Supplied data -
········
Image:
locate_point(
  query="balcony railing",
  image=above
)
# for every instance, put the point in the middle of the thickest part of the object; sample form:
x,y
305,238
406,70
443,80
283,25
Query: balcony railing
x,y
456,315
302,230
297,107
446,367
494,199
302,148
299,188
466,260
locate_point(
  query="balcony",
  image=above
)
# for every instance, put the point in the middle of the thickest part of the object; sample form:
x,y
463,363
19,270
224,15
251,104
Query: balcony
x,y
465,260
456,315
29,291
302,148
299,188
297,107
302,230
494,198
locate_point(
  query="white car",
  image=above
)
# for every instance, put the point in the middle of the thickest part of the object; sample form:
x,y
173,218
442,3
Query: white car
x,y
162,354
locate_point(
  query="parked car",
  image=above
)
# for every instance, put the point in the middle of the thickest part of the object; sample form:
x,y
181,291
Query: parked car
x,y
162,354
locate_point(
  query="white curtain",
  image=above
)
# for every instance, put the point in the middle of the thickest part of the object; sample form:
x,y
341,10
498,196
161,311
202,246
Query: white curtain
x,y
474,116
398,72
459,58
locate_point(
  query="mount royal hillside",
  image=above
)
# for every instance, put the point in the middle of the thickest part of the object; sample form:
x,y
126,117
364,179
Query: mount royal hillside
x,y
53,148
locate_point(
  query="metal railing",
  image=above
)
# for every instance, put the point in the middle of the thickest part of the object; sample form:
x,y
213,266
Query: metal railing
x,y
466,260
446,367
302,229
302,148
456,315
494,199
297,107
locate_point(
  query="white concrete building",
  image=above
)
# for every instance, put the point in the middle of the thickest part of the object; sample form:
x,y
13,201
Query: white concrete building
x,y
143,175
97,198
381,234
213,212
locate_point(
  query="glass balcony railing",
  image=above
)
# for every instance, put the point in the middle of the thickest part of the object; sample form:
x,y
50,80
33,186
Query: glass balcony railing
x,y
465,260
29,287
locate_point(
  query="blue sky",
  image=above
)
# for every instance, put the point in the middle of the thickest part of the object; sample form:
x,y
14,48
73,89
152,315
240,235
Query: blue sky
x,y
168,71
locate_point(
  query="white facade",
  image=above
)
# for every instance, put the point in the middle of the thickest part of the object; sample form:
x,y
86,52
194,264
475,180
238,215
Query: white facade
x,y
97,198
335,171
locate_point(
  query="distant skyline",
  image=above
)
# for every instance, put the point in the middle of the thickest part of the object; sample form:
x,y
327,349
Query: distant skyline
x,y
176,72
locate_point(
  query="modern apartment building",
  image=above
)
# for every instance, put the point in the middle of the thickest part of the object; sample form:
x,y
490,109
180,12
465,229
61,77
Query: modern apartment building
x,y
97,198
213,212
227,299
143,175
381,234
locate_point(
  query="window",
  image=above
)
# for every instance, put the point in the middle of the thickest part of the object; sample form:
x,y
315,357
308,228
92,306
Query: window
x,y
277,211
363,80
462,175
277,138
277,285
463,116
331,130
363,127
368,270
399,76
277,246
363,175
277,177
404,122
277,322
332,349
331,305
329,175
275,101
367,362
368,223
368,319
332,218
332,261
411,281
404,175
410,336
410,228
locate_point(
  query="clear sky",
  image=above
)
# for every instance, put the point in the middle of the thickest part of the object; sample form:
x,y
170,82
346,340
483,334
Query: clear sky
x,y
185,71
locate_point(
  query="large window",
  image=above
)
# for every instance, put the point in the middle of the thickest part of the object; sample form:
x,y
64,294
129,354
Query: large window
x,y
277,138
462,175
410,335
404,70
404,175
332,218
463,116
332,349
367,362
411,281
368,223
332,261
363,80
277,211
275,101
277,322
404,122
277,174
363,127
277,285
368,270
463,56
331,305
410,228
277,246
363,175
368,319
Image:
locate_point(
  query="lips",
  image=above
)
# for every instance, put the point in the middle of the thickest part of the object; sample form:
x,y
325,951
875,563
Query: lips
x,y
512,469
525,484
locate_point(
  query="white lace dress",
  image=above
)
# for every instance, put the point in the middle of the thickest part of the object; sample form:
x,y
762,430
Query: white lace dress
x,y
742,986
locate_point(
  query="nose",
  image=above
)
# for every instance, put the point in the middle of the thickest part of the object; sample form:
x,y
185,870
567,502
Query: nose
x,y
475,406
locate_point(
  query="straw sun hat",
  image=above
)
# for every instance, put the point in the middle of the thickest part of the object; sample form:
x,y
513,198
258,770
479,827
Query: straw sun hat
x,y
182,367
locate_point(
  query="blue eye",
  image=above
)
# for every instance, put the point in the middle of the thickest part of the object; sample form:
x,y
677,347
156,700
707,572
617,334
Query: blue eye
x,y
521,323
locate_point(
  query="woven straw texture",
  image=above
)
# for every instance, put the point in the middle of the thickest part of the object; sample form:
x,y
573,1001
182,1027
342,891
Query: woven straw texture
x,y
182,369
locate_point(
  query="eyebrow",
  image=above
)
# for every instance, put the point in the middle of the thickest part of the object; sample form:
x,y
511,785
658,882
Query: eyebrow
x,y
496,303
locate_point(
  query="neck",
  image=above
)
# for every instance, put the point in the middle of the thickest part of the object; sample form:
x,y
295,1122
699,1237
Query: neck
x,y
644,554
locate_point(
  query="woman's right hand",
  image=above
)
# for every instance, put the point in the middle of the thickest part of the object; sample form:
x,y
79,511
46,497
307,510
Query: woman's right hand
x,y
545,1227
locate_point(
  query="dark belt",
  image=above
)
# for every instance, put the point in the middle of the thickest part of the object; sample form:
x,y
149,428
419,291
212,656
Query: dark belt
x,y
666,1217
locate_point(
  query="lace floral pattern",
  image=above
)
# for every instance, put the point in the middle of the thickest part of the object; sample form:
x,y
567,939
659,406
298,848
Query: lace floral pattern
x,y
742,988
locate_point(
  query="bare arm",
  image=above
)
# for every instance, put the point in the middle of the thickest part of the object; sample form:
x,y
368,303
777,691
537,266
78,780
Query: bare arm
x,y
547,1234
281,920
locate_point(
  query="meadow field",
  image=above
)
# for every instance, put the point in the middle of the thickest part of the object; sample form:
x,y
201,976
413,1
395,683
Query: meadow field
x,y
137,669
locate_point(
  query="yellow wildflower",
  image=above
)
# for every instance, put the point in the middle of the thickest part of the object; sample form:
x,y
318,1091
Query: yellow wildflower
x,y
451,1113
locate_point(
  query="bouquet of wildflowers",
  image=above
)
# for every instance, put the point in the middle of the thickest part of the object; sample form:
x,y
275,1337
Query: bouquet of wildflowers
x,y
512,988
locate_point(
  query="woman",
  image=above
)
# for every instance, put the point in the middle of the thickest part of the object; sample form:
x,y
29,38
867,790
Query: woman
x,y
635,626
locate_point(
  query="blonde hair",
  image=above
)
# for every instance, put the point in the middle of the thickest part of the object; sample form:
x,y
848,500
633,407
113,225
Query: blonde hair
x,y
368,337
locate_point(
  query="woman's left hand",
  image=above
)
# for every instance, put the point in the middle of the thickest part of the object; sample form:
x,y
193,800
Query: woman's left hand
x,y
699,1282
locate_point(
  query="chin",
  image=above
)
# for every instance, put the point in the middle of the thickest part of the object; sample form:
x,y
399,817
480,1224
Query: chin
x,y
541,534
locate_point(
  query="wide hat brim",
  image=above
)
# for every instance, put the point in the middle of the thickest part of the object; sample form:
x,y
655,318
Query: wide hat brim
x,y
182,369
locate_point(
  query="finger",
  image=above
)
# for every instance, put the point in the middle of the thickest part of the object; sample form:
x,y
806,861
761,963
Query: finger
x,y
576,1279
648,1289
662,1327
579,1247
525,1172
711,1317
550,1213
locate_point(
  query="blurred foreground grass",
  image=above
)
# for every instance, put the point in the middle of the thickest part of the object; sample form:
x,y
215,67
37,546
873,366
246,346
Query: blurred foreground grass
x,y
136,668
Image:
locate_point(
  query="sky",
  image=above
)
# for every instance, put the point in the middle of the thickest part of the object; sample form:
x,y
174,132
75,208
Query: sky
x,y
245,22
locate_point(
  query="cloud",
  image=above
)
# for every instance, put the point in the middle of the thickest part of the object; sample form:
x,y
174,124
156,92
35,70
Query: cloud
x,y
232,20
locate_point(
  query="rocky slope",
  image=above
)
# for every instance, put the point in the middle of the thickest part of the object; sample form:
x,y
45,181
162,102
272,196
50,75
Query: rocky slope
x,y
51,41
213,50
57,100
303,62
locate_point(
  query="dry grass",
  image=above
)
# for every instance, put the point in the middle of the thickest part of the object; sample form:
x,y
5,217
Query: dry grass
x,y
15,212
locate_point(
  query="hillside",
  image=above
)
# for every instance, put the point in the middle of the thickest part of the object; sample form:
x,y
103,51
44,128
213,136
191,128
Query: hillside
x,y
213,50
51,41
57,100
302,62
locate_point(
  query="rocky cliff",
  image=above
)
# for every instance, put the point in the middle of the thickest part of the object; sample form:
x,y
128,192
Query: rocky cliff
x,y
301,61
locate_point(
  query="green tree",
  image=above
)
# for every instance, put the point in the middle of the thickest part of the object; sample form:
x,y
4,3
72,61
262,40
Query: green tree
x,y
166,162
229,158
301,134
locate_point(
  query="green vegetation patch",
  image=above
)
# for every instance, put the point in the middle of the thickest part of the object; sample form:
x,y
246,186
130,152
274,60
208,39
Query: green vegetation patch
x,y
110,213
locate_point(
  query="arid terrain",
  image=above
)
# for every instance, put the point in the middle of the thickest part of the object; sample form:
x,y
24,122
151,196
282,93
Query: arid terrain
········
Prompt -
How many lines in the items above contain the word "mount", matching case exactly? Reply with the number alone.

Response to the exercise -
2